**Problem description**
The line containing "the man's arm" opens the span to copy, and the last line of the records below closes it. Write out that span exactly.
-------- Data provided --------
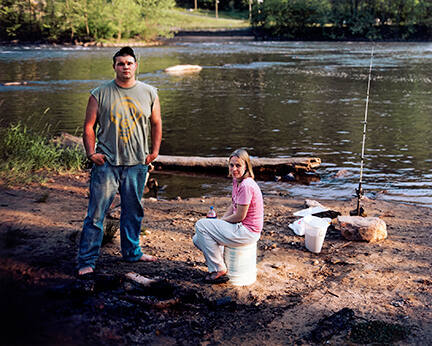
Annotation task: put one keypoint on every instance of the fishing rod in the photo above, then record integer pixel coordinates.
(359, 192)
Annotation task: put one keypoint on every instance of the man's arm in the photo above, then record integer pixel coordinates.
(156, 131)
(89, 135)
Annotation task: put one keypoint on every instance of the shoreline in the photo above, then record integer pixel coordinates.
(386, 282)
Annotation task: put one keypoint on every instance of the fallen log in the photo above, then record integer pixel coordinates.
(262, 166)
(180, 69)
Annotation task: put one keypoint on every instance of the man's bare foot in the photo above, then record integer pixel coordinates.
(85, 270)
(148, 258)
--------
**Exercise answer**
Annotation task: put one keypoint on every instance of the man's arm in the photo above, then record integer pixel coordinates.
(156, 131)
(89, 135)
Annotation task: put one keypoint on every instance of the shoreline in the photo above, then record integer pixel coordinates.
(386, 282)
Annotation task: put one keypoint on every instance of the fallen log in the photo above, then record integer pixel coordinates.
(262, 166)
(180, 69)
Annotation task: put one keypoint on every instance of the man's bare foot in the photo above, then record integer pixel coordinates.
(85, 270)
(148, 258)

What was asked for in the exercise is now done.